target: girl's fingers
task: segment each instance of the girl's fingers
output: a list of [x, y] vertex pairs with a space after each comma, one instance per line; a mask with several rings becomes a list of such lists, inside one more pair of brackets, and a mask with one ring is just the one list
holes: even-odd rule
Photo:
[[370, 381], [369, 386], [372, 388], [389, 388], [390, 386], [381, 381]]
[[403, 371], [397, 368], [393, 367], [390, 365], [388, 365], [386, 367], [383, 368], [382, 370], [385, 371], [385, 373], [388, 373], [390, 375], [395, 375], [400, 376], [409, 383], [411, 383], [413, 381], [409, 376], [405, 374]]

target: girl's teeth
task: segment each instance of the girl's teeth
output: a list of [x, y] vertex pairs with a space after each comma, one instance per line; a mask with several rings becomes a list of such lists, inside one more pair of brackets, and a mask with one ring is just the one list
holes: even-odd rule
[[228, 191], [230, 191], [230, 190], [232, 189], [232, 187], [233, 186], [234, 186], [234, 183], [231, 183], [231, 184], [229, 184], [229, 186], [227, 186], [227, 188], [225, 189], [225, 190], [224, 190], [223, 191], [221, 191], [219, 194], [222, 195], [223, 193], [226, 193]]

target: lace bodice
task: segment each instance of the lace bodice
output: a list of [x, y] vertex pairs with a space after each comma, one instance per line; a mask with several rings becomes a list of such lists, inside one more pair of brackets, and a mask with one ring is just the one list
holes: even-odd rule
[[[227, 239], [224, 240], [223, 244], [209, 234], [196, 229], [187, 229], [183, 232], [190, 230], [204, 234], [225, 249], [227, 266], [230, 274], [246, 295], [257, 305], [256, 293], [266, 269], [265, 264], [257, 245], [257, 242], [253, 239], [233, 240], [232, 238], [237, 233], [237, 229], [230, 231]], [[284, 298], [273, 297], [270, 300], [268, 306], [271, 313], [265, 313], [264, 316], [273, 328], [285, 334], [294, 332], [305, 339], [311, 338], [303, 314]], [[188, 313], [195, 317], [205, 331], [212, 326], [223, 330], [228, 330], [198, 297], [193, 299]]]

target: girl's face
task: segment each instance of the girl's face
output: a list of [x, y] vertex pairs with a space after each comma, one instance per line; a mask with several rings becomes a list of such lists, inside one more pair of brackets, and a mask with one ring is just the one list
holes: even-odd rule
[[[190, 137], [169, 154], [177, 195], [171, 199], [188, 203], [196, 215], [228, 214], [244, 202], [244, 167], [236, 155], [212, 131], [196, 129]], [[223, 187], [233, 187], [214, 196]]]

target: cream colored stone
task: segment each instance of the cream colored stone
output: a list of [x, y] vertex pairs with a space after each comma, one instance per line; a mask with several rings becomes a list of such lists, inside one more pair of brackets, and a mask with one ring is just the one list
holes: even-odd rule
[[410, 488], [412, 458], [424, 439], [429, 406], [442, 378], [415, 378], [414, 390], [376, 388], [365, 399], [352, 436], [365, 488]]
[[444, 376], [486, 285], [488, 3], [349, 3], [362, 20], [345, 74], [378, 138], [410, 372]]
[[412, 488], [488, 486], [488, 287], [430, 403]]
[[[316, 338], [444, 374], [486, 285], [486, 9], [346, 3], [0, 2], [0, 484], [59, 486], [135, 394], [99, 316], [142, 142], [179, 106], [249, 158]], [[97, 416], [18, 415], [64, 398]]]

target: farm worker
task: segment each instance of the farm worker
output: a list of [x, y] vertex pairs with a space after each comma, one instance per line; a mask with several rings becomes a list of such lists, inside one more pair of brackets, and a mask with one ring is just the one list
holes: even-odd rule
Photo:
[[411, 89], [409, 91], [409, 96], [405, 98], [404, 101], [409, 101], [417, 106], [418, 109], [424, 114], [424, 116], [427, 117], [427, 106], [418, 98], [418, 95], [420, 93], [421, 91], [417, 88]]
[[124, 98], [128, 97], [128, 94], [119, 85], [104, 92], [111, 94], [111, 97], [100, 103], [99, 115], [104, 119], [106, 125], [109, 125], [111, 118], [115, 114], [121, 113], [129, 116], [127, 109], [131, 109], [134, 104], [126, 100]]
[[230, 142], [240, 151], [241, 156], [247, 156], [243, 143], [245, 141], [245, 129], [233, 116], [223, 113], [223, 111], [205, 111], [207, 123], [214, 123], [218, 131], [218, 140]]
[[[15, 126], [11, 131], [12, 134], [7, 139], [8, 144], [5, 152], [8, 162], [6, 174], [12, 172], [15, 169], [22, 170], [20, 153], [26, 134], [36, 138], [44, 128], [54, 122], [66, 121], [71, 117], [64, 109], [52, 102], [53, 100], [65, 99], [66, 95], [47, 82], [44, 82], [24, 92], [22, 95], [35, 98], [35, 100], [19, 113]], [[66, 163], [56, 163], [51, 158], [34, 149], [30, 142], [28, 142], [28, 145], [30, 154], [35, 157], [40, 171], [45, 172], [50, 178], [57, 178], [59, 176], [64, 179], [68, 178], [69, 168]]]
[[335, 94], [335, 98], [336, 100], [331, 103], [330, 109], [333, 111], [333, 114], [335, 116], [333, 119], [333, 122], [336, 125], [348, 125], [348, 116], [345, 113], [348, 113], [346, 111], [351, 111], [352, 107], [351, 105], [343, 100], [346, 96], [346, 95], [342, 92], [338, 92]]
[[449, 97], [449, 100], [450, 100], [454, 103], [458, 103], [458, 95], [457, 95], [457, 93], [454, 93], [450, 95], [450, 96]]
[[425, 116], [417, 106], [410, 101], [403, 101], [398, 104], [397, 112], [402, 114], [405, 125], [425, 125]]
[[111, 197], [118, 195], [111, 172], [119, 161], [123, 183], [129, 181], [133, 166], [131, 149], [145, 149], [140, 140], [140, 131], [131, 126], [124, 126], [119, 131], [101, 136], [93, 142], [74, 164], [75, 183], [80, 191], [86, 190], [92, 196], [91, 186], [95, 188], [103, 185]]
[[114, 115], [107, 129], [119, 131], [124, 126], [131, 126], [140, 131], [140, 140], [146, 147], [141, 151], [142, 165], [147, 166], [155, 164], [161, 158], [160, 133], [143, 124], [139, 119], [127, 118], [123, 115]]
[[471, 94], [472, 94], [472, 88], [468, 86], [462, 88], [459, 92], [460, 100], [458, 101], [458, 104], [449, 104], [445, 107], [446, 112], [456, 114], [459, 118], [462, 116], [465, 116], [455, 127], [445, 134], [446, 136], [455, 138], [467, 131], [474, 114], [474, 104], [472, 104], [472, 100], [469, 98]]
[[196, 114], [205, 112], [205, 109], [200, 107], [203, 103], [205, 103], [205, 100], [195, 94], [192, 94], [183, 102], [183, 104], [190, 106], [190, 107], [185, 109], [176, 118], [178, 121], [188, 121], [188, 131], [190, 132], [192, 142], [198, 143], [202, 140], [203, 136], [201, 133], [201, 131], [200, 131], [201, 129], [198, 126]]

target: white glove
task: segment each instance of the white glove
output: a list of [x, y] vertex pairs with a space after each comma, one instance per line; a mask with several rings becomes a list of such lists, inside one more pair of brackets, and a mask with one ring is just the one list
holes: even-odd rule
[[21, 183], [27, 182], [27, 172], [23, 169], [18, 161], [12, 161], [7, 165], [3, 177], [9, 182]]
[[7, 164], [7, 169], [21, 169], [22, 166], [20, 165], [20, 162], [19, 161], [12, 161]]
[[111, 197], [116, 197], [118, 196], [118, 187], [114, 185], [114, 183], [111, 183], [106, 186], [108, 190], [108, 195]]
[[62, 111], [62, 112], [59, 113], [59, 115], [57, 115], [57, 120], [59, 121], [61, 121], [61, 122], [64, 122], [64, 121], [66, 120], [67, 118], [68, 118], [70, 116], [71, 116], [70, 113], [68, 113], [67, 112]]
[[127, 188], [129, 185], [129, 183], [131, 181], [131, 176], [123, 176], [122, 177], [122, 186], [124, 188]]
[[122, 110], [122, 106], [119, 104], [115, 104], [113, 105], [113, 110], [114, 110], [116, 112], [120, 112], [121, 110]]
▬▬▬▬▬▬
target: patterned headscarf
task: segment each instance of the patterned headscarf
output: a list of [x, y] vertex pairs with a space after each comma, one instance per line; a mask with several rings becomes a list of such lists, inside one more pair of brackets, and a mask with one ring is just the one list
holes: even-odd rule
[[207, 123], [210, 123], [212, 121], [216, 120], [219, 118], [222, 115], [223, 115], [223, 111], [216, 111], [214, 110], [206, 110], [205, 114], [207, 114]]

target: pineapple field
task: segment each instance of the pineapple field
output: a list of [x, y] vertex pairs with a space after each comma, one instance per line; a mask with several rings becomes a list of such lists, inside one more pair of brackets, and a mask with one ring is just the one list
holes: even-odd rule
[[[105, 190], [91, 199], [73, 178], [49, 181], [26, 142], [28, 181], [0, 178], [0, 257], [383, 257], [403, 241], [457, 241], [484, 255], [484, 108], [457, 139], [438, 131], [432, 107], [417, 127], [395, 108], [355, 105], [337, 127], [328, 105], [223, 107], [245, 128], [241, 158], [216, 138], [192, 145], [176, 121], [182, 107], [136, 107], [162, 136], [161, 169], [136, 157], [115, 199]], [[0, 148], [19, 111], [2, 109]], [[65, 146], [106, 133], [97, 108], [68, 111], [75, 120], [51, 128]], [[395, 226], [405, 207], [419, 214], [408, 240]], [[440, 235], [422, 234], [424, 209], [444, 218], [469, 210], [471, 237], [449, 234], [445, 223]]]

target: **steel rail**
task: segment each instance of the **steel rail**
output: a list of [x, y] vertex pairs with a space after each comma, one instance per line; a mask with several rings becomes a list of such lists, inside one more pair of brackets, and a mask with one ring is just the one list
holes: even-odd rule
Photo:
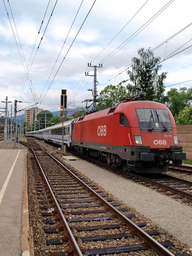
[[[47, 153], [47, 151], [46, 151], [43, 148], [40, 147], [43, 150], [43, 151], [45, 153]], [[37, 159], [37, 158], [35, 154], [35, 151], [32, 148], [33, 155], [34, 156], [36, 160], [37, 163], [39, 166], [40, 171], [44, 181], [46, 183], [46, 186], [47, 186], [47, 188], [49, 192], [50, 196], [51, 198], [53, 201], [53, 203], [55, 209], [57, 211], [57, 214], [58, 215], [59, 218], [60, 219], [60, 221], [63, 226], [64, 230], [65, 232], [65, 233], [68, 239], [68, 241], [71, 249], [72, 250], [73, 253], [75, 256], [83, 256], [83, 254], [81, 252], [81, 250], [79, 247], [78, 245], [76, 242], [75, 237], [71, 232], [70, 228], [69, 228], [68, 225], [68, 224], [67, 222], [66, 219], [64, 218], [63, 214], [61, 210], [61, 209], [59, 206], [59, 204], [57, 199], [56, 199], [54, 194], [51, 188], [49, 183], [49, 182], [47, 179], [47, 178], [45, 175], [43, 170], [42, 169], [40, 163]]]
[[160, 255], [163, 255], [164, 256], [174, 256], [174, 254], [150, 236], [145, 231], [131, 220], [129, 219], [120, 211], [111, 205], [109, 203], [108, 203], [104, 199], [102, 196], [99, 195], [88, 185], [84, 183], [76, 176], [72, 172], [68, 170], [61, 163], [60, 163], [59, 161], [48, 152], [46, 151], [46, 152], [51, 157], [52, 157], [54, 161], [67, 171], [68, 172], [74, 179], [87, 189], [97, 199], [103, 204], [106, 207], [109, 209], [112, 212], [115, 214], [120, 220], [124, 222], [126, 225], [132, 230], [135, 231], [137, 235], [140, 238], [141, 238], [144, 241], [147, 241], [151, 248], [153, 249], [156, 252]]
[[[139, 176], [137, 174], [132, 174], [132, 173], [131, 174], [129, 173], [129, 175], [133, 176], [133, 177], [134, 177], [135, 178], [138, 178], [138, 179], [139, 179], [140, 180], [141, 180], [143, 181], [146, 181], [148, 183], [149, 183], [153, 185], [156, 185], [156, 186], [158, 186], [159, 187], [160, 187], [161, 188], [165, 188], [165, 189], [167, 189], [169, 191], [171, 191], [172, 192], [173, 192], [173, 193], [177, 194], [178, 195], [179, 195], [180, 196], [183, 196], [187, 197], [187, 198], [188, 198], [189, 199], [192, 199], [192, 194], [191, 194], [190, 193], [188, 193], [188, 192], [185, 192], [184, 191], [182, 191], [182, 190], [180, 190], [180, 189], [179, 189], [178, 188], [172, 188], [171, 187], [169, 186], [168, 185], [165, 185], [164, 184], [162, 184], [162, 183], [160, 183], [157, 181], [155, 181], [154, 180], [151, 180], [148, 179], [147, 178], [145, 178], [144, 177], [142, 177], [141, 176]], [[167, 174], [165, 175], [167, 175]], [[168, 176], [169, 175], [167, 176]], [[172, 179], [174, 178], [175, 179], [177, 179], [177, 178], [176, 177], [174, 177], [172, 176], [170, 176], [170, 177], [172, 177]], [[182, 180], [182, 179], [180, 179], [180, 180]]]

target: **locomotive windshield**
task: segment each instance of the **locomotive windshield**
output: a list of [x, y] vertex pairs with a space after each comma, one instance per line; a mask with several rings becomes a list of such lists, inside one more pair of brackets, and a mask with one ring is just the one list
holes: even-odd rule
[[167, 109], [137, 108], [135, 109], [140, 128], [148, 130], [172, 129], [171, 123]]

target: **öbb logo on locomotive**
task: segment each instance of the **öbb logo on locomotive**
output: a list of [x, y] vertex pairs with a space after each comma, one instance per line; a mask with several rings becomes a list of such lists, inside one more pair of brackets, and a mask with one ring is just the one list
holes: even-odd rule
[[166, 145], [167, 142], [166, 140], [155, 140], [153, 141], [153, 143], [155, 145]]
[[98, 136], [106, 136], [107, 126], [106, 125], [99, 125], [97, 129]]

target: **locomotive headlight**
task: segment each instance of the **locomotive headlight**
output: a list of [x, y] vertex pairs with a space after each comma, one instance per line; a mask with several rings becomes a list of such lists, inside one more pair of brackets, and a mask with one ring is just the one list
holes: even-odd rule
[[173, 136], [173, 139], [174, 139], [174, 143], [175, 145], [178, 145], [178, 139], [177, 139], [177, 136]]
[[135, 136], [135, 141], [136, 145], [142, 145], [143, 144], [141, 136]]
▬▬▬▬▬▬
◆ **WHAT YOU ARE ASKED TO DO**
Copy the items above word for word, starting with the line that contains "target: **locomotive headlight**" and ending with the line that contains "144], [141, 136]]", both of those lines included.

◆ **OUTPUT FOR THIS TASK**
target: **locomotive headlight**
task: segment each instance of the **locomotive headlight**
output: a list of [x, y] vertex pairs with a space after each comma, one instance per line; a mask with several rings becomes a list of such lists, inside one more pair of brackets, and a mask with one ring is just the one list
holes: even-odd rule
[[173, 136], [173, 139], [174, 139], [174, 143], [175, 145], [178, 145], [178, 139], [177, 139], [177, 136]]
[[135, 136], [135, 141], [136, 145], [142, 145], [143, 144], [141, 136]]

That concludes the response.